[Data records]
(begin)

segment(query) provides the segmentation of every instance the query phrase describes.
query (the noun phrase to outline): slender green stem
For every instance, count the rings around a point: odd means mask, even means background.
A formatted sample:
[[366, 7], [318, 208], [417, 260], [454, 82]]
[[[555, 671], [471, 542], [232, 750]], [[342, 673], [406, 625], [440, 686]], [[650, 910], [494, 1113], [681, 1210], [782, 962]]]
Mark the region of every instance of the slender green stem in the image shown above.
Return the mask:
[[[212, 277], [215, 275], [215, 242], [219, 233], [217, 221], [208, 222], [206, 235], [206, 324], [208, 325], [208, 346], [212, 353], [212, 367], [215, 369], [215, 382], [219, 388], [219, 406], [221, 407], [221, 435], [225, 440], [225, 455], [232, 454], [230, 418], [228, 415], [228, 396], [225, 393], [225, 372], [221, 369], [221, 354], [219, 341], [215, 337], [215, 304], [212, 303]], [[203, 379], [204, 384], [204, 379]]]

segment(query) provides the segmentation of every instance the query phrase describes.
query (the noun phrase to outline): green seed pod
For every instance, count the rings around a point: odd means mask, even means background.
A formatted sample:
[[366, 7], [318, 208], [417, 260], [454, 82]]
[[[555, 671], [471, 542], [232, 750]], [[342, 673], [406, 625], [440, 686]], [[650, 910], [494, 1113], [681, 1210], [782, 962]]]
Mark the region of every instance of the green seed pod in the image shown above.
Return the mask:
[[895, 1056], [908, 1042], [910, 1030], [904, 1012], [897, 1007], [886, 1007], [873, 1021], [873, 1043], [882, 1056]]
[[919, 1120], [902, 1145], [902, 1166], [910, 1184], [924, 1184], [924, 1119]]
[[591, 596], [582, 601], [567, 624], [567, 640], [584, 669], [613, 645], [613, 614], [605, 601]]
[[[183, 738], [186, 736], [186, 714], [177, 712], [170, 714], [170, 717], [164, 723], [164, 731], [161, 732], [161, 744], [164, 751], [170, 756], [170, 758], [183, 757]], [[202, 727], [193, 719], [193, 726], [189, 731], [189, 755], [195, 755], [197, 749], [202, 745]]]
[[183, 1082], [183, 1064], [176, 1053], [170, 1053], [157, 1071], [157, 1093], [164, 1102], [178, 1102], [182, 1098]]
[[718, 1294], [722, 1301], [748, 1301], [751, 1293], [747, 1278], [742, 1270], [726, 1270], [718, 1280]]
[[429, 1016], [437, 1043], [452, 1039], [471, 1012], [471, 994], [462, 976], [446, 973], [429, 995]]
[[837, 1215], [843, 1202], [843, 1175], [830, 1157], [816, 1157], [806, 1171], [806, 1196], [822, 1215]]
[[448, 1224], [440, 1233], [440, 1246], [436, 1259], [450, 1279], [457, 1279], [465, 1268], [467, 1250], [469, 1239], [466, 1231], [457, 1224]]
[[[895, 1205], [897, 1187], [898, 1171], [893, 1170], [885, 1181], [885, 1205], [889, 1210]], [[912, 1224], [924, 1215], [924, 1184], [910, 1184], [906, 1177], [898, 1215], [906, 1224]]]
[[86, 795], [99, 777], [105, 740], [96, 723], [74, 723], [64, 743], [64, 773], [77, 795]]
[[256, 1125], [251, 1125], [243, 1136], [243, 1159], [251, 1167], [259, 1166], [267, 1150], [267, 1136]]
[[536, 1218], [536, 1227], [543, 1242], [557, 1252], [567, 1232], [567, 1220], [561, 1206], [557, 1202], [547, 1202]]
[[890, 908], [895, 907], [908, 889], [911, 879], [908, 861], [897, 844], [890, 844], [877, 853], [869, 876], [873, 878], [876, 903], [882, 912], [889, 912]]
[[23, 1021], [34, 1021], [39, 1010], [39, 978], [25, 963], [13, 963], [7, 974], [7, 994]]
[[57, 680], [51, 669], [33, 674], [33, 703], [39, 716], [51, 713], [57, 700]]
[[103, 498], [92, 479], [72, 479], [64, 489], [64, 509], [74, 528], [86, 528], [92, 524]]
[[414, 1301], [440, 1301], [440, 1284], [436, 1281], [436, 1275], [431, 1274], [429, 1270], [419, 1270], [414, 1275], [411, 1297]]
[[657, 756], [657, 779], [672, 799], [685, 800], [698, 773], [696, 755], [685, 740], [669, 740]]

(end)

### Task
Write out the listing once more, matching it exactly.

### The solution
segment(query) provides the segmentation of every instance the query phrase describes.
query (the noun phrase to outline): slender green stem
For every instance, count the rings around a point: odd means mask, even means background.
A formatted sample:
[[366, 7], [318, 208], [417, 260], [454, 82]]
[[[555, 671], [471, 542], [232, 750]], [[342, 673], [406, 625], [440, 686]], [[650, 910], [494, 1113], [681, 1210], [782, 962]]]
Mark the region of every instance of the slender green stem in the image shown above.
Return the mask:
[[[212, 277], [215, 275], [215, 242], [219, 233], [217, 221], [208, 222], [206, 235], [206, 324], [208, 325], [208, 346], [212, 353], [212, 367], [215, 369], [215, 382], [219, 388], [219, 406], [221, 407], [221, 435], [225, 440], [225, 455], [232, 454], [230, 418], [228, 415], [228, 396], [225, 393], [225, 372], [221, 369], [221, 354], [219, 341], [215, 337], [215, 304], [212, 303]], [[203, 379], [204, 384], [204, 379]]]

segment(query) provides the segmentation of every instance the query phrase describes.
query (the noun phrase to outline): green seed pod
For every instance, count the rings around a point: odd means mask, even means background.
A formatted sample:
[[366, 7], [318, 208], [417, 260], [454, 82]]
[[[555, 671], [471, 542], [232, 750]], [[342, 673], [406, 625], [440, 686]], [[650, 910], [494, 1113], [681, 1210], [782, 962]]]
Mark the region of every instance of the green seed pod in the image shown above.
Return the mask:
[[895, 1056], [908, 1042], [910, 1030], [904, 1012], [897, 1007], [886, 1007], [873, 1021], [873, 1043], [882, 1056]]
[[919, 1120], [902, 1145], [902, 1166], [910, 1184], [924, 1184], [924, 1119]]
[[591, 596], [582, 601], [567, 624], [567, 640], [584, 669], [613, 645], [613, 614], [605, 601]]
[[[183, 738], [186, 736], [186, 714], [177, 712], [170, 714], [170, 717], [164, 723], [164, 731], [161, 732], [161, 744], [164, 751], [170, 756], [170, 758], [183, 757]], [[202, 727], [193, 719], [193, 726], [189, 731], [189, 755], [195, 755], [197, 749], [202, 745]]]
[[183, 1082], [183, 1064], [176, 1053], [170, 1053], [157, 1071], [157, 1093], [164, 1102], [178, 1102], [182, 1098]]
[[718, 1294], [722, 1301], [748, 1301], [751, 1293], [747, 1278], [742, 1270], [726, 1270], [718, 1280]]
[[429, 1016], [437, 1043], [452, 1039], [471, 1012], [471, 994], [462, 976], [446, 973], [429, 995]]
[[837, 1215], [843, 1202], [843, 1175], [830, 1157], [816, 1157], [806, 1171], [806, 1196], [822, 1215]]
[[448, 1224], [440, 1233], [440, 1246], [436, 1259], [450, 1279], [457, 1279], [465, 1268], [467, 1250], [469, 1239], [466, 1231], [457, 1224]]
[[[895, 1205], [897, 1187], [898, 1171], [893, 1170], [885, 1181], [885, 1205], [889, 1210]], [[912, 1224], [924, 1215], [924, 1184], [910, 1184], [906, 1177], [898, 1215], [906, 1224]]]
[[86, 795], [99, 777], [105, 740], [96, 723], [74, 723], [64, 743], [64, 773], [77, 795]]
[[256, 1125], [251, 1125], [243, 1136], [243, 1159], [251, 1167], [259, 1166], [267, 1150], [267, 1136]]
[[536, 1218], [536, 1227], [543, 1242], [557, 1252], [567, 1232], [567, 1220], [561, 1206], [557, 1202], [547, 1202]]
[[890, 908], [895, 907], [908, 889], [911, 879], [908, 861], [897, 844], [890, 844], [877, 853], [869, 876], [873, 878], [876, 903], [882, 912], [889, 912]]
[[23, 1021], [34, 1021], [39, 1010], [39, 978], [25, 963], [13, 963], [7, 974], [7, 994]]
[[57, 680], [51, 669], [33, 674], [33, 703], [39, 716], [51, 713], [57, 700]]
[[103, 498], [92, 479], [72, 479], [64, 489], [64, 509], [74, 528], [86, 528], [92, 524]]
[[414, 1301], [440, 1301], [440, 1284], [436, 1281], [436, 1275], [431, 1274], [429, 1270], [419, 1270], [414, 1275], [411, 1297]]
[[657, 756], [657, 779], [672, 799], [685, 800], [698, 773], [696, 755], [685, 740], [669, 740]]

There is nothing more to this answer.